▶ WORK REQUEST
Each entry must be written out again exactly as it stands.

=== Section Start ===

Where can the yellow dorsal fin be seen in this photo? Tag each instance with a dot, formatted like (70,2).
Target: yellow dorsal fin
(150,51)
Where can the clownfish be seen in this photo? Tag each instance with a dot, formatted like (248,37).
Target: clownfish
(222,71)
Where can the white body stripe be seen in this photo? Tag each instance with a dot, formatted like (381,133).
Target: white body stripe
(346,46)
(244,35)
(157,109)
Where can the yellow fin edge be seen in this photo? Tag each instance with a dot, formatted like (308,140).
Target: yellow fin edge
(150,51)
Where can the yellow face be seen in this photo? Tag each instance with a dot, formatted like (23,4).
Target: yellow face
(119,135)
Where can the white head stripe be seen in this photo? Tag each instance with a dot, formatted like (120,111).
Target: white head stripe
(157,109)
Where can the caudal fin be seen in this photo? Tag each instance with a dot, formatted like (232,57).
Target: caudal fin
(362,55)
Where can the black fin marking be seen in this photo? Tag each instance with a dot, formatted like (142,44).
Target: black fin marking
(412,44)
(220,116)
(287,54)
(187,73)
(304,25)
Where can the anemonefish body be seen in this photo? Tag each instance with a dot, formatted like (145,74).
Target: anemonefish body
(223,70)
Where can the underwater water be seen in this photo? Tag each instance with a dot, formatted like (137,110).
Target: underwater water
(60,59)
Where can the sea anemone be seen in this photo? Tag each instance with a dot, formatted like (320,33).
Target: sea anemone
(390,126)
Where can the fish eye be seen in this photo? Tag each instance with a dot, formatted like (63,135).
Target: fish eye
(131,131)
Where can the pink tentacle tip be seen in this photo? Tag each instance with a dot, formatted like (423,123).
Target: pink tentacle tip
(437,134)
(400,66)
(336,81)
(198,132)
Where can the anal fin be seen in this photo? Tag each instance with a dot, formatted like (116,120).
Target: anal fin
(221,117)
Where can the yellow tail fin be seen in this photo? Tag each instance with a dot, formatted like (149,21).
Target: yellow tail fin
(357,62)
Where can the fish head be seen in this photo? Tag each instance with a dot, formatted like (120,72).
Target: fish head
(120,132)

=== Section End ===

▶ EXPECTED OUTPUT
Where can the yellow dorsal fin be seen in this photo? Tag each instance with a dot, formatted like (70,2).
Target: yellow dorsal fin
(150,51)
Where can the clownfish be seen in this photo? Tag each instance with a dot, formatted like (248,37).
Target: clownfish
(222,71)
Where can the white body stripe be seen in this photo? Tag each instance with a dot, formatted like (381,133).
Target: white body stripe
(346,46)
(244,35)
(157,109)
Where can the yellow fin edge be seen in this photo? Tag each instance with a dot, formatted like (308,140).
Target: yellow fin edge
(150,51)
Where can the yellow face be seen in this photo? Tag each instance with a dot, formatted like (23,4).
Target: yellow face
(119,135)
Where can the white head stripe be seen in this photo? Tag each instance with a dot, formatted like (120,111).
Target: white head stripe
(157,109)
Where can the caudal fin be seen in this photo? Tag each instance with a dot, formatted like (232,57).
Target: caudal fin
(362,55)
Where can the black fin marking be seen in this photo? Tag each instance with a dot, formatted like (142,44).
Target: black fin marking
(412,44)
(220,116)
(287,54)
(187,73)
(304,25)
Where can the anemonefish body be seen in this photo? Tag each instance with a dot, formatted like (145,74).
Target: anemonefish body
(223,70)
Where can the underwater water be seen in this photo? Tag each instance with a dot, formatted like (137,110).
Target: underwater water
(60,59)
Where can the sea anemone be seen in this photo? Tag each instance with a dot, formatted like (320,33).
Target: sea anemone
(390,126)
Where can the fish eye be seen in this photo? Tag each instance with a dot, formatted like (63,135).
Target: fish eye
(131,131)
Where can the pink tentacle tip be seen in this photo? Tag each instance with a dot, formatted like (423,123).
Target: pink tentacle tip
(437,134)
(400,66)
(336,81)
(198,132)
Where can the anal fin be seen in this photo? Tag each instance with a dot, formatted like (116,120).
Target: anal fin
(221,117)
Where can the yellow tail fin be seen in this photo? Tag each instance with a dot, formatted like (149,21).
Target: yellow tail fin
(357,62)
Where can the fish head be seen in this photo? Tag each instance with a dot, formatted like (120,72).
Target: fish head
(120,132)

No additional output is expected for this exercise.